• What the exercise asks: Repeat the entire listing exactly.

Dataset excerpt
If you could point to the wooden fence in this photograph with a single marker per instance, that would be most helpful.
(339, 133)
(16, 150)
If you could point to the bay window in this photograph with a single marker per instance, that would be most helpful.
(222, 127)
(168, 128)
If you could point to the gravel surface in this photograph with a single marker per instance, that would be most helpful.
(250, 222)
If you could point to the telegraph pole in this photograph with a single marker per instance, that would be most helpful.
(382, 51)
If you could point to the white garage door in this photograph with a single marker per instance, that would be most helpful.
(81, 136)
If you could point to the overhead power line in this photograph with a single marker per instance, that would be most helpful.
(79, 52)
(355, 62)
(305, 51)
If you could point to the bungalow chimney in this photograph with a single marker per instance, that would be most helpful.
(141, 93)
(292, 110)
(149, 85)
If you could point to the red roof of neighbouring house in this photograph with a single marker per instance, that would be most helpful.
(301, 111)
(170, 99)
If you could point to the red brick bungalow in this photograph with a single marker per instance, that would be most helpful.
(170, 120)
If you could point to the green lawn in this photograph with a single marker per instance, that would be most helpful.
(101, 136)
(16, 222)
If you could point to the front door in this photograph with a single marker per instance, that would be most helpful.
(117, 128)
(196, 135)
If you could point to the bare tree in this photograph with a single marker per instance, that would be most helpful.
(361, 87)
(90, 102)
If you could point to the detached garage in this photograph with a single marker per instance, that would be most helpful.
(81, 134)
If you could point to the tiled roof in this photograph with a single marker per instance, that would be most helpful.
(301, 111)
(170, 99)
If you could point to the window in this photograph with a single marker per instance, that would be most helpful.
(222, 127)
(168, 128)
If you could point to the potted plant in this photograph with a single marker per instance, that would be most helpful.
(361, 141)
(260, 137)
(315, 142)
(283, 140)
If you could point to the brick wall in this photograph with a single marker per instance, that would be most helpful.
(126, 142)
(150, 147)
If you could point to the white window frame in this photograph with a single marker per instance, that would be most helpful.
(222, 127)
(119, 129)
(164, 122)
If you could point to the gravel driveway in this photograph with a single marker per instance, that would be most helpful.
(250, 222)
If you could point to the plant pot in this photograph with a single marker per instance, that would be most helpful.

• Problem solution:
If you could point to the wooden fence in this photograph with a single marker per instance, that would be most helpful.
(339, 133)
(16, 150)
If you could point to the bay window in this photograph with a single marker per instance, that would be most helpful.
(222, 127)
(168, 128)
If you could point to the gravel surface in this photograph with a single marker per instance, that would be most helpful.
(250, 222)
If you could point to the telegraph pole in this photograph with a single marker per instance, that would be most helpful.
(382, 51)
If you could point to the white garage door in this photograph with a single marker per instance, that would be most helpful.
(81, 136)
If you could point to the overhead power line in this photograph with a single marker per instance, that would be most helpful.
(79, 52)
(355, 62)
(305, 51)
If you could point to the bungalow chimney in this photograph with a single marker per instance, that would be most helpful.
(141, 93)
(292, 110)
(149, 85)
If you could point to the red roof of neighbouring house in this photograph with a single marker per instance, that would be most helpful.
(301, 111)
(170, 99)
If you could point to the red brick bungalow in this photograph with a single marker per instance, that would be most helpful.
(170, 120)
If you could point to the green lawn in this photograph with a single marker per instance, that would be most helpful.
(101, 136)
(16, 222)
If you could point to the front door in this photograph with a single marker per instance, that would be most helpful.
(117, 128)
(196, 135)
If you could point to the bare tree in this photograph with a single marker per instance, that would be most helpful.
(361, 87)
(90, 102)
If you could point to the detached garage in this photograph with a single marker per instance, that would be most helpful.
(81, 134)
If you could point to the tiled roof in this photograph with a single marker per instance, that would be most helpful.
(301, 111)
(170, 99)
If you could point to the window in this photograph with a single marker per instance, that would be most helpful.
(222, 127)
(168, 128)
If you could point to the potted plant in this photograph with a single marker per instance, that would be most helpful.
(361, 141)
(260, 137)
(315, 142)
(283, 140)
If you could point to the brick wall in this photograph with a single marker per instance, that would be most helpful.
(126, 142)
(150, 147)
If you could point to the white window frame in this photograph with a single marker per instance, that would be most helpful.
(222, 127)
(119, 129)
(164, 122)
If you could point to the gravel driveway in this photograph with a single marker per instance, that would be most helpful.
(250, 222)
If you could point to the plant pot in this photograph with a single marker per instance, that would be most helpful.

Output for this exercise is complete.